## Your objective
Rewrite the part of the entries below that opens with the line containing "trace hair bun, every instance" and closes with the line containing "96 23 L 111" as a Markdown table with the columns Row and Line. Number each line in order and leave out blank lines.

━━━ Supplied records ━━━

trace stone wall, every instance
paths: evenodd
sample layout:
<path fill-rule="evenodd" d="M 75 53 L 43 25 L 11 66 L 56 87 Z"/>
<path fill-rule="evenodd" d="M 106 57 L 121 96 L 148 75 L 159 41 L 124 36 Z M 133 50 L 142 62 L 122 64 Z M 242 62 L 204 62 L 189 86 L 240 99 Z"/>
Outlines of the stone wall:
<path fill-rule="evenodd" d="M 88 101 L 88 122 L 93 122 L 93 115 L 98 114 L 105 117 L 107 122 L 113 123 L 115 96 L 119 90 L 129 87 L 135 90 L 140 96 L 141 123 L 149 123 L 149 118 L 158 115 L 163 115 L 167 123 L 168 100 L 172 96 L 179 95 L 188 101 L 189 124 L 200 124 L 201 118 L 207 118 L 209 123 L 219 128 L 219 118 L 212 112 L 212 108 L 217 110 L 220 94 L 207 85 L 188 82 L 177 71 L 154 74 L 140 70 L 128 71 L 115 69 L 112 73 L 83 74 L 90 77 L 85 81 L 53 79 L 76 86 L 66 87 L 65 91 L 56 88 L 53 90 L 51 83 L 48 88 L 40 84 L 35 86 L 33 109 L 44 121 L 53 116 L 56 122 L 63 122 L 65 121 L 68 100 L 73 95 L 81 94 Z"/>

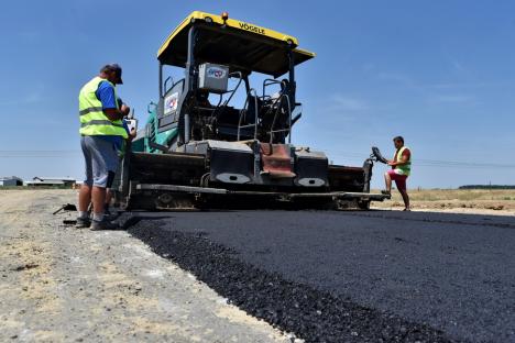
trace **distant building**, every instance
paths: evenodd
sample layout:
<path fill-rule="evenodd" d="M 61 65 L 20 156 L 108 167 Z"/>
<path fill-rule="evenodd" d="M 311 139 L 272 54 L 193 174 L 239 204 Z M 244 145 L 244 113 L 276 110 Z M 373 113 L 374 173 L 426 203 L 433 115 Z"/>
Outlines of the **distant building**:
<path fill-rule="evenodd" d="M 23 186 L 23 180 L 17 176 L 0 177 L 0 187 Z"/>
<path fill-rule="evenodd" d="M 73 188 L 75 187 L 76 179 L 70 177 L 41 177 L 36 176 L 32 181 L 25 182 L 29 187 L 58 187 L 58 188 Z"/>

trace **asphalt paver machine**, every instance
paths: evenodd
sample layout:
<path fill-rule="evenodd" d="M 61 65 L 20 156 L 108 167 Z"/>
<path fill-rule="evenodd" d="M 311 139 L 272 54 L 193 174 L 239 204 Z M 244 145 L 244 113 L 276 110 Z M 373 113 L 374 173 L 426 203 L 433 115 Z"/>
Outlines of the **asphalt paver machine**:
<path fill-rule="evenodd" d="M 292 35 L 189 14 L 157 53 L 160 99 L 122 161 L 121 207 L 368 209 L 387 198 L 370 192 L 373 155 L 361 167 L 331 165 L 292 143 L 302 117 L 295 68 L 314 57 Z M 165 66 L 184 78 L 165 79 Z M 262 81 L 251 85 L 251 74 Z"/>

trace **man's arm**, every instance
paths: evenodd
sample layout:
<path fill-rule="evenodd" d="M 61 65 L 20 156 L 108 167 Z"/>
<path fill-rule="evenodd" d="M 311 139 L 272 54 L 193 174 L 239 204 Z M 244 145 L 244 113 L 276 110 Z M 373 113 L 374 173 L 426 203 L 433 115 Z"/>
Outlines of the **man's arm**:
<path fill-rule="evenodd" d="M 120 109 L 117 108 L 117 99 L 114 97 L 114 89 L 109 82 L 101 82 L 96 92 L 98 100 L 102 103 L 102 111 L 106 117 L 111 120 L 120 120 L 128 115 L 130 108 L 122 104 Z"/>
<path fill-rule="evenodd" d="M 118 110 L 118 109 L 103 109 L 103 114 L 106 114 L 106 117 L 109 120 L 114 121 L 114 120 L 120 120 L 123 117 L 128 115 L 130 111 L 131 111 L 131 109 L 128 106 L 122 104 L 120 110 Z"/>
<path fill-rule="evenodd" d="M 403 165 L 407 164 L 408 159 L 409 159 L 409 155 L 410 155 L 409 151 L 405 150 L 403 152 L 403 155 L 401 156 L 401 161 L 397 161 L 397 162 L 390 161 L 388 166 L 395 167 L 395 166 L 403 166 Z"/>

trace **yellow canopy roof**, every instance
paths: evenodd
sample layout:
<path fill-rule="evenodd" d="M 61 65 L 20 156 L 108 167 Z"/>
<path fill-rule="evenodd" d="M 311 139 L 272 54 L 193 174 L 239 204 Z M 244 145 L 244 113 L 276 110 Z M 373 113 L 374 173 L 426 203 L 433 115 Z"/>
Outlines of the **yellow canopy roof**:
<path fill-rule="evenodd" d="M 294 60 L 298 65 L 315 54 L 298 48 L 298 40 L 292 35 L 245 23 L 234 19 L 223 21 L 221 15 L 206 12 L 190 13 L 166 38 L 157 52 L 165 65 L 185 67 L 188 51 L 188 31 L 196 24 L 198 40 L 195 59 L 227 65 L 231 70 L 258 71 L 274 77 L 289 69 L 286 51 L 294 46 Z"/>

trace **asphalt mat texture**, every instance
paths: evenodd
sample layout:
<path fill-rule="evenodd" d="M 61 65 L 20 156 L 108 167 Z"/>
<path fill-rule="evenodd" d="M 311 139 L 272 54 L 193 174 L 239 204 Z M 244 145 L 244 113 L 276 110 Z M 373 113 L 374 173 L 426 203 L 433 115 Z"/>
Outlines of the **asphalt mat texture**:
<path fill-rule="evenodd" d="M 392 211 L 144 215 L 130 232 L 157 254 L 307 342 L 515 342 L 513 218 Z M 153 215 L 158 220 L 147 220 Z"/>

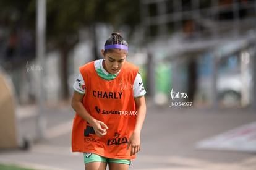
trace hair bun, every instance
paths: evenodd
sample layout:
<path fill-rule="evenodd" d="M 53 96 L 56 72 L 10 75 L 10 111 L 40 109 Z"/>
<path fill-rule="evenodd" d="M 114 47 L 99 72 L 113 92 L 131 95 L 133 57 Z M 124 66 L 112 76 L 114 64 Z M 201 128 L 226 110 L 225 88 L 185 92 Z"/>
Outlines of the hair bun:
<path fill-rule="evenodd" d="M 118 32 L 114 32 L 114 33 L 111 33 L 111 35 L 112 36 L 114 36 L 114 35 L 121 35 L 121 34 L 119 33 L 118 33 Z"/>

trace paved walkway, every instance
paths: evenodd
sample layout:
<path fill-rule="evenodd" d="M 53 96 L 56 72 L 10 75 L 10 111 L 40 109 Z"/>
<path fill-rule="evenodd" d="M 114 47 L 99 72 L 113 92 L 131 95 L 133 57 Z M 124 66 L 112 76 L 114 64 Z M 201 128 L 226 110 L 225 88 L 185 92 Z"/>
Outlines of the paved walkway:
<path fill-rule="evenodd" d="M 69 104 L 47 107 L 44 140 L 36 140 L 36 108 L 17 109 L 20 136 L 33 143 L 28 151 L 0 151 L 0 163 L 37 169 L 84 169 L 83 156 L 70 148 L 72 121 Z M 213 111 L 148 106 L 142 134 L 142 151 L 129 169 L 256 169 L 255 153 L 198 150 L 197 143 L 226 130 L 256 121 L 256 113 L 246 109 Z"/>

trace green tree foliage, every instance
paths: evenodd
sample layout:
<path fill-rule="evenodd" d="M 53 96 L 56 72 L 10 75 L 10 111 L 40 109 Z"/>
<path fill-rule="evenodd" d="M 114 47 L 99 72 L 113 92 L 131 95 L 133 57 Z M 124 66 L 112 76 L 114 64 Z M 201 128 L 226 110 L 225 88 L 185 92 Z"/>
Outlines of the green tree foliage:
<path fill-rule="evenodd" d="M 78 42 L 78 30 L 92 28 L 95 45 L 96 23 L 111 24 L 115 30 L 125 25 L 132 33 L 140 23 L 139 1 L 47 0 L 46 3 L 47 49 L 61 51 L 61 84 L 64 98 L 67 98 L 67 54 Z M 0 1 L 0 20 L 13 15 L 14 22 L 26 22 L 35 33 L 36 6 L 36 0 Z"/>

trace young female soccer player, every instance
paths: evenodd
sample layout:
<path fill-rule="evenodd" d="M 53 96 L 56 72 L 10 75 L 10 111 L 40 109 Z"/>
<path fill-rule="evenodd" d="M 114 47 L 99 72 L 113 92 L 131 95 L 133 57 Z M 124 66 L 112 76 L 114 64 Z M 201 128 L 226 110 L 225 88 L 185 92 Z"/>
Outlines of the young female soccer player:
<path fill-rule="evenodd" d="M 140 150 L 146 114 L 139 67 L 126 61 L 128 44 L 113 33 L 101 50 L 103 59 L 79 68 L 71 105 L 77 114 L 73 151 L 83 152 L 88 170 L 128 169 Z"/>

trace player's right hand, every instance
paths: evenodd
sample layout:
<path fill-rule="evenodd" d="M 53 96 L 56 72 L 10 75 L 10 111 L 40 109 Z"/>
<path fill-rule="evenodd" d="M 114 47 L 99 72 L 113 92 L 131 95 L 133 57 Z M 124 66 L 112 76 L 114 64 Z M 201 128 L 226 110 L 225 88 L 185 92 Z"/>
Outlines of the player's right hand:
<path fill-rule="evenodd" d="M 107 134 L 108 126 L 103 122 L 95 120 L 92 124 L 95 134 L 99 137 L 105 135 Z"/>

━━━
━━━ Supplied records ━━━

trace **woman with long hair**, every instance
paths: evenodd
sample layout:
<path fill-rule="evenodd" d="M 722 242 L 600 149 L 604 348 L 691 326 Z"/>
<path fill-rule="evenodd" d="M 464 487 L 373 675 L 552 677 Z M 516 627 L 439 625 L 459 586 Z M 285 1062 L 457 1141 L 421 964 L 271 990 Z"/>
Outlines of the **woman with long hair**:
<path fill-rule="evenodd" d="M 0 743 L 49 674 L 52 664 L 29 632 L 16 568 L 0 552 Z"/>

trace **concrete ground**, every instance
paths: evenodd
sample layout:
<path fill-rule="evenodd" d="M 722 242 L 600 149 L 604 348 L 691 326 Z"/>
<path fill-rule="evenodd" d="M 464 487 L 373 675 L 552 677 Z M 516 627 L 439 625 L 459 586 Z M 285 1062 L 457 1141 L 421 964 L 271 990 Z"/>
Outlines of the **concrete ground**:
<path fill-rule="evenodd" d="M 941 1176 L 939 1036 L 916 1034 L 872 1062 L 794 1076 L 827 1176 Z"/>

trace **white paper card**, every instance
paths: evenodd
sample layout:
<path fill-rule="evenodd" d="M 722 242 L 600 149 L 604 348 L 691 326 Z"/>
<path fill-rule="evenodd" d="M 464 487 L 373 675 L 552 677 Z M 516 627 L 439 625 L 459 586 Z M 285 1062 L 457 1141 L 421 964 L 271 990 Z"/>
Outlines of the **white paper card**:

━━━

## Response to the exercise
| Row | Line |
|---|---|
| 1 | trace hair bun, every instance |
| 2 | paths: evenodd |
| 3 | sample layout: |
| 4 | <path fill-rule="evenodd" d="M 53 96 L 56 72 L 10 75 L 10 111 L 40 109 Z"/> |
| 5 | <path fill-rule="evenodd" d="M 114 47 L 99 72 L 113 92 L 131 95 L 133 57 Z M 124 66 L 112 76 L 114 64 Z M 201 128 L 226 110 L 225 88 L 185 92 Z"/> |
| 6 | Outlines of the hair bun: |
| 7 | <path fill-rule="evenodd" d="M 118 32 L 114 32 L 114 33 L 111 33 L 111 35 L 112 36 L 114 36 L 114 35 L 121 35 L 121 34 L 119 33 L 118 33 Z"/> |
| 8 | trace paved walkway, every instance |
| 9 | paths: evenodd |
| 10 | sample layout: |
| 11 | <path fill-rule="evenodd" d="M 53 96 L 56 72 L 10 75 L 10 111 L 40 109 Z"/> |
| 12 | <path fill-rule="evenodd" d="M 114 47 L 99 72 L 113 92 L 131 95 L 133 57 Z M 124 66 L 112 76 L 114 64 Z M 201 128 L 226 110 L 225 88 L 185 92 Z"/> |
| 13 | Outlines of the paved walkway: |
| 14 | <path fill-rule="evenodd" d="M 69 104 L 47 107 L 44 140 L 36 140 L 36 108 L 17 109 L 20 136 L 33 143 L 28 151 L 0 151 L 0 163 L 37 169 L 84 169 L 83 156 L 70 148 L 72 121 Z M 213 111 L 148 106 L 142 134 L 142 151 L 129 169 L 256 169 L 255 153 L 198 150 L 197 143 L 226 130 L 256 121 L 256 113 L 246 109 Z"/> |
| 15 | trace green tree foliage, every instance |
| 16 | paths: evenodd |
| 17 | sample layout: |
| 18 | <path fill-rule="evenodd" d="M 53 96 L 56 72 L 10 75 L 10 111 L 40 109 Z"/> |
| 19 | <path fill-rule="evenodd" d="M 114 47 L 99 72 L 113 92 L 131 95 L 133 57 Z M 124 66 L 112 76 L 114 64 Z M 201 128 L 226 110 L 225 88 L 185 92 Z"/> |
| 20 | Outlines of the green tree foliage: |
| 21 | <path fill-rule="evenodd" d="M 78 42 L 78 30 L 92 28 L 95 45 L 96 23 L 111 24 L 115 30 L 125 25 L 132 33 L 140 23 L 139 1 L 47 0 L 46 3 L 47 49 L 61 51 L 61 84 L 64 98 L 67 98 L 67 54 Z M 0 1 L 0 20 L 13 15 L 14 22 L 26 22 L 35 33 L 36 6 L 36 0 Z"/> |